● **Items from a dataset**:
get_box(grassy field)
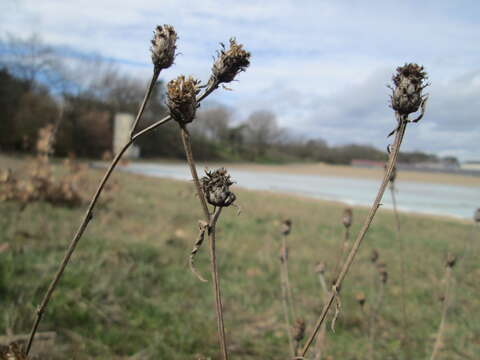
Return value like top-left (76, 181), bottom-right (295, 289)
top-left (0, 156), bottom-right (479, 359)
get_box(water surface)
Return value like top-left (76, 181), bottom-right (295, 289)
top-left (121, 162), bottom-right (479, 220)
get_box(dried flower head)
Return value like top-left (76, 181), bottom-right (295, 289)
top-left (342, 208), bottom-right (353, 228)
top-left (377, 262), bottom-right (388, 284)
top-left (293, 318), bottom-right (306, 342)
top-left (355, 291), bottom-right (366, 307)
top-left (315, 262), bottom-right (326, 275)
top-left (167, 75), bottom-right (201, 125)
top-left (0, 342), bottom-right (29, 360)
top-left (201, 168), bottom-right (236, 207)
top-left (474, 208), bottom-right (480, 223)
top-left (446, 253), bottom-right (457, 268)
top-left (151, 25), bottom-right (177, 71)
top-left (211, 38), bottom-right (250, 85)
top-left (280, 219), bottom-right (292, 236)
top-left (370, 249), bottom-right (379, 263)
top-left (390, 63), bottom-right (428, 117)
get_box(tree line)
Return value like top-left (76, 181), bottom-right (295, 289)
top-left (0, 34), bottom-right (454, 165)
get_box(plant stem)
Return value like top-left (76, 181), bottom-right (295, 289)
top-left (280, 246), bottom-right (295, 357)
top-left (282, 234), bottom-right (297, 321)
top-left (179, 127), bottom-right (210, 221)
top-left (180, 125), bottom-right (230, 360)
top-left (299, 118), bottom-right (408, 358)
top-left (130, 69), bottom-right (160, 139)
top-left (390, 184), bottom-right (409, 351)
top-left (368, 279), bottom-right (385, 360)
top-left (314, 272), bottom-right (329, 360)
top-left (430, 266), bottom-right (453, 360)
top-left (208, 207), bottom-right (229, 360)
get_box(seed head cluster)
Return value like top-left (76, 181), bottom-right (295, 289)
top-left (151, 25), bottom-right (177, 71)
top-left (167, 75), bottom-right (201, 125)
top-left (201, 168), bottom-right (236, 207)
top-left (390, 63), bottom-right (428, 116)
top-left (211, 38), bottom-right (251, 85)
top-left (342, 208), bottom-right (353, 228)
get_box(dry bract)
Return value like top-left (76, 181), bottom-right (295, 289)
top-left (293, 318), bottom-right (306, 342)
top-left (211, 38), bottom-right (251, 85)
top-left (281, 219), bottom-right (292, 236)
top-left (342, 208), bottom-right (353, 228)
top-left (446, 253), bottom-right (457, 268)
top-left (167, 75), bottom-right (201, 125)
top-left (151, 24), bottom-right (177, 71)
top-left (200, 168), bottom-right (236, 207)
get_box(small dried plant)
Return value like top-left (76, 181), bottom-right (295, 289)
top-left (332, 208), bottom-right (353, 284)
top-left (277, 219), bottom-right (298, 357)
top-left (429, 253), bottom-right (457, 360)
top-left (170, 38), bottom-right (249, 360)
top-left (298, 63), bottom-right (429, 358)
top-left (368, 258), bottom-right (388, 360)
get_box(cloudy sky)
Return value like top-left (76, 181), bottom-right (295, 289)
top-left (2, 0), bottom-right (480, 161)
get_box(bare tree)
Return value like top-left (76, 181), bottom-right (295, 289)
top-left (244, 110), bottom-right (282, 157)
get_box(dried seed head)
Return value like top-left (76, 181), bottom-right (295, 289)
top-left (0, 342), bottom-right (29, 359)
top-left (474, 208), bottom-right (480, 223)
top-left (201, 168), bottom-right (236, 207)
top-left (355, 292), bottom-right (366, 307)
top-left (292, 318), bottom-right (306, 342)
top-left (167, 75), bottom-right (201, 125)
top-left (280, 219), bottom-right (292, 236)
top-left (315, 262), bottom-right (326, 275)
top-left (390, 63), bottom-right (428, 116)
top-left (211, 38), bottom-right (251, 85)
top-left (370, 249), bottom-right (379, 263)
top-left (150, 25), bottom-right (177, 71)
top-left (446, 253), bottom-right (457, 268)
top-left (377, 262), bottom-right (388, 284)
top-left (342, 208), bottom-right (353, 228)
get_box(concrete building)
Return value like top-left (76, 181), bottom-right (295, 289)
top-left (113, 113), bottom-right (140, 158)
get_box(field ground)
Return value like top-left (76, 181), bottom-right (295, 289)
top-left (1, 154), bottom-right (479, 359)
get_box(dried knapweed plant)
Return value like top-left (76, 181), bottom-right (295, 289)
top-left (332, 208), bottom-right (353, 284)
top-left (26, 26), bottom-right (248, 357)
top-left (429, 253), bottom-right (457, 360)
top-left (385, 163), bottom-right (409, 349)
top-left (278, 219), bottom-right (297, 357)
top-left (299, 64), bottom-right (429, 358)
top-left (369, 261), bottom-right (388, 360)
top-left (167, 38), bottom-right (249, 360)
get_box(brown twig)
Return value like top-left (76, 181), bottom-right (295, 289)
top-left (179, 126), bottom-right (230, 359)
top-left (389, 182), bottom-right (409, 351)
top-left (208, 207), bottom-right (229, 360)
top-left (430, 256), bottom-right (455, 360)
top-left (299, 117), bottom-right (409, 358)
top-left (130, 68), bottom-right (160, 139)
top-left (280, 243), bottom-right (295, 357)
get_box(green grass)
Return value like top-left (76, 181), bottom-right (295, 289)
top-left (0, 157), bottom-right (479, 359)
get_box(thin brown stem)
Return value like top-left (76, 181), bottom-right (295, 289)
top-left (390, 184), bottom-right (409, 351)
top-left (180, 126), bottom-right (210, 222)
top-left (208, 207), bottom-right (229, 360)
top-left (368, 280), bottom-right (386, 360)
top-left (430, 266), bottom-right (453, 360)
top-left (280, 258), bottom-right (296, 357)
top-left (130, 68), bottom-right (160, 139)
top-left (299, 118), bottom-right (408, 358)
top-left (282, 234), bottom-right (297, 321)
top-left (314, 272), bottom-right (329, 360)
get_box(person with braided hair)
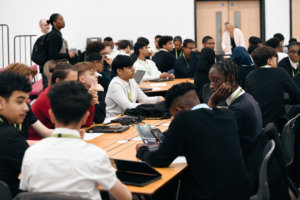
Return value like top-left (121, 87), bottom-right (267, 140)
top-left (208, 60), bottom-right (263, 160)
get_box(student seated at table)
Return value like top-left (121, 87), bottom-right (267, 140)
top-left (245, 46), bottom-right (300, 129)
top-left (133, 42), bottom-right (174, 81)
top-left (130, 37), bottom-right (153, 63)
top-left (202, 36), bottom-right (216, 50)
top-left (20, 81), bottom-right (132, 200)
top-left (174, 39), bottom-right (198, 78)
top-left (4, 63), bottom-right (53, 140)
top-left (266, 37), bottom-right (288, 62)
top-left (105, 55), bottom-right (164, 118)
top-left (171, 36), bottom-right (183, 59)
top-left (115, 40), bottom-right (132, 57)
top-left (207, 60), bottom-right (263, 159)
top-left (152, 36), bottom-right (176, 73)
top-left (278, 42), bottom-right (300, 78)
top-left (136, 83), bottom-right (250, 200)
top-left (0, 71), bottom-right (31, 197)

...

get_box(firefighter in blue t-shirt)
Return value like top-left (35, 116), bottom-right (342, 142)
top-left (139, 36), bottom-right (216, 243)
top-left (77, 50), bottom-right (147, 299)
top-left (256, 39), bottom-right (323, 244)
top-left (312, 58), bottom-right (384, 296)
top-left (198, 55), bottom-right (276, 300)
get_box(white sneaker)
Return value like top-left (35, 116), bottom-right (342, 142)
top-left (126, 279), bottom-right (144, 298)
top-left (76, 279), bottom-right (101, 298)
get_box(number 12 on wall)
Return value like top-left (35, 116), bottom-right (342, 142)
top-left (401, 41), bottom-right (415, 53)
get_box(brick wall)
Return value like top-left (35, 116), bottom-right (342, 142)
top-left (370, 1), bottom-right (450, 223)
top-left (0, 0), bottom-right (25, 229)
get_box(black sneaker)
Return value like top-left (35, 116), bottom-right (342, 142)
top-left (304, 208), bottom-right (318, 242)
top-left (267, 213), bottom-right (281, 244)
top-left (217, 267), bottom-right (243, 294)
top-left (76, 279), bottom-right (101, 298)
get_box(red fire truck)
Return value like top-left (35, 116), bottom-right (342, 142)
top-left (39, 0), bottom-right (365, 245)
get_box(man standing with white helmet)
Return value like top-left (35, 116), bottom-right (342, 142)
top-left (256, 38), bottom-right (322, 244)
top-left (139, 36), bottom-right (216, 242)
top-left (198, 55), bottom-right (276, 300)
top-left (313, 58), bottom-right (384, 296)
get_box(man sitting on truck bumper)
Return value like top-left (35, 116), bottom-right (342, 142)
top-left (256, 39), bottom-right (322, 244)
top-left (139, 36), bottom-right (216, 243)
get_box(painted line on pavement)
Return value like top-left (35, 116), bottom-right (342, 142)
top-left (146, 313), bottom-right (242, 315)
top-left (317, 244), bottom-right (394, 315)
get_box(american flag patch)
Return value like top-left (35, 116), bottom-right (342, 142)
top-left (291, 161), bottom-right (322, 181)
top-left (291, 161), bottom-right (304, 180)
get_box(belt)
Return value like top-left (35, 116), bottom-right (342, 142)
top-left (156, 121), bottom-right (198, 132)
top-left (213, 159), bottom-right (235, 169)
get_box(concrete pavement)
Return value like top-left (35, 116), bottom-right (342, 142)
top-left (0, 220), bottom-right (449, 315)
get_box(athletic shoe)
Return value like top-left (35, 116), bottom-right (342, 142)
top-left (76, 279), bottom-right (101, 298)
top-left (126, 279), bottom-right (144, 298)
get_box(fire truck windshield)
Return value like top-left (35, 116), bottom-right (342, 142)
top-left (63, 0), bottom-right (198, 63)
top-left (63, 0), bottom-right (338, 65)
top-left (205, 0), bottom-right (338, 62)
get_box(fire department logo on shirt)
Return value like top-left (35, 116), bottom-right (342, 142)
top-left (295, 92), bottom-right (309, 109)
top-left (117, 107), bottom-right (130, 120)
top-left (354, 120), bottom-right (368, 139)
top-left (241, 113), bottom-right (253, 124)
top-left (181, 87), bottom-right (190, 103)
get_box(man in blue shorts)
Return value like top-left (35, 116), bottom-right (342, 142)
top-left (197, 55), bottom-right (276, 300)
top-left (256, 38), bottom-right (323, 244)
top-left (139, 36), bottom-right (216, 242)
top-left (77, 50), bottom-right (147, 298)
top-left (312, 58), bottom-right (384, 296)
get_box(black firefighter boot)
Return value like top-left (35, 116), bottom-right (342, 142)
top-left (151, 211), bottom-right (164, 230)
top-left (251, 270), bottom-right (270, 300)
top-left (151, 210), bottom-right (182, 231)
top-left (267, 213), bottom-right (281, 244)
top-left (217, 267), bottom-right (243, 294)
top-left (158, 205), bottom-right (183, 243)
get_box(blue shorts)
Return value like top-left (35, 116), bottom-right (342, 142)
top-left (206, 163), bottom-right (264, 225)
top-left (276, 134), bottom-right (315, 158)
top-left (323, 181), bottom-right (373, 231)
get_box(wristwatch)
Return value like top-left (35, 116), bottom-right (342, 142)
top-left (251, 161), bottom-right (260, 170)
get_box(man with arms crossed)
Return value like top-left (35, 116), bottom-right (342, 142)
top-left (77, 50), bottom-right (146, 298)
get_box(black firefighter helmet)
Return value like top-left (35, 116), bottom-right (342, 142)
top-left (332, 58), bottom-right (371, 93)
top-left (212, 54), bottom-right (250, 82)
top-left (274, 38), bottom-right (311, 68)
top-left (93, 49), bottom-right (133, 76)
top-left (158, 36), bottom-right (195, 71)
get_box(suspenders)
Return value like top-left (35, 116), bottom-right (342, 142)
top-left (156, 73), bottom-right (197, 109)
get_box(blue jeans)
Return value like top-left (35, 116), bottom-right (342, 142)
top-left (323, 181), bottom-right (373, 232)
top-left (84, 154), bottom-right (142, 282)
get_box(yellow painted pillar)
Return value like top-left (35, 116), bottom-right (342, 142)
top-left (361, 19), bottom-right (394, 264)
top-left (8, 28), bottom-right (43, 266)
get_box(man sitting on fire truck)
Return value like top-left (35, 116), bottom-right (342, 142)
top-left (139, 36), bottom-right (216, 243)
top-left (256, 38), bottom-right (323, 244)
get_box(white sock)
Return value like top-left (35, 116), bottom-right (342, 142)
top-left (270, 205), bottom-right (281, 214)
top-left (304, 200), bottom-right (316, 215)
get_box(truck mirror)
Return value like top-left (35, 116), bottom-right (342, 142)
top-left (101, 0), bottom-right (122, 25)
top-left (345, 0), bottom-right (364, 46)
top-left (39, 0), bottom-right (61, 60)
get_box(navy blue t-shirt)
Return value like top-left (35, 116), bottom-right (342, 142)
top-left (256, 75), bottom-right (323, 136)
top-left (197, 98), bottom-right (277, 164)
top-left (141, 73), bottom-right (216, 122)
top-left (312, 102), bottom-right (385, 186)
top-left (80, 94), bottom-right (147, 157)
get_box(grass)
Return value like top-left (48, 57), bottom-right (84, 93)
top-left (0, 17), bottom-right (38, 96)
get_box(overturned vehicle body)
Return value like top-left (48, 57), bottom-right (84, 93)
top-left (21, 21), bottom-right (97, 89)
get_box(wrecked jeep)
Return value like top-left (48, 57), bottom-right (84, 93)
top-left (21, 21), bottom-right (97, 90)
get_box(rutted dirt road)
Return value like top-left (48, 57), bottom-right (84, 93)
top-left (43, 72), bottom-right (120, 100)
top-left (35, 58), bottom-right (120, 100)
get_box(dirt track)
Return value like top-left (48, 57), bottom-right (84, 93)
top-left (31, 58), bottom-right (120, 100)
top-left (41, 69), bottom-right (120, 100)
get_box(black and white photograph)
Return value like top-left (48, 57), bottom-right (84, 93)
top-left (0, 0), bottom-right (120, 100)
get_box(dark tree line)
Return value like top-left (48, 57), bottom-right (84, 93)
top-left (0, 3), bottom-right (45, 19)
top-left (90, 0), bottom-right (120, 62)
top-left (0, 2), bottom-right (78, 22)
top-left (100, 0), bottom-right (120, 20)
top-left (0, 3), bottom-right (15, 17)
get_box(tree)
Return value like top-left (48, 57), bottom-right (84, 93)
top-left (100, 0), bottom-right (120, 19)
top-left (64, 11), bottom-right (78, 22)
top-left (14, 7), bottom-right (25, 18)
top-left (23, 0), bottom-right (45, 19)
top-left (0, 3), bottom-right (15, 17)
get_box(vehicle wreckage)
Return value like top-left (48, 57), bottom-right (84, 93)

● **Problem**:
Out of the data above, give again only the lines starting at the one holding "get_box(belt)" and ending at the one holding "get_box(concrete pavement)", unchanged.

● **Result**:
get_box(belt)
Return value like top-left (35, 116), bottom-right (342, 142)
top-left (156, 121), bottom-right (198, 132)
top-left (213, 159), bottom-right (235, 169)
get_box(concrete pavement)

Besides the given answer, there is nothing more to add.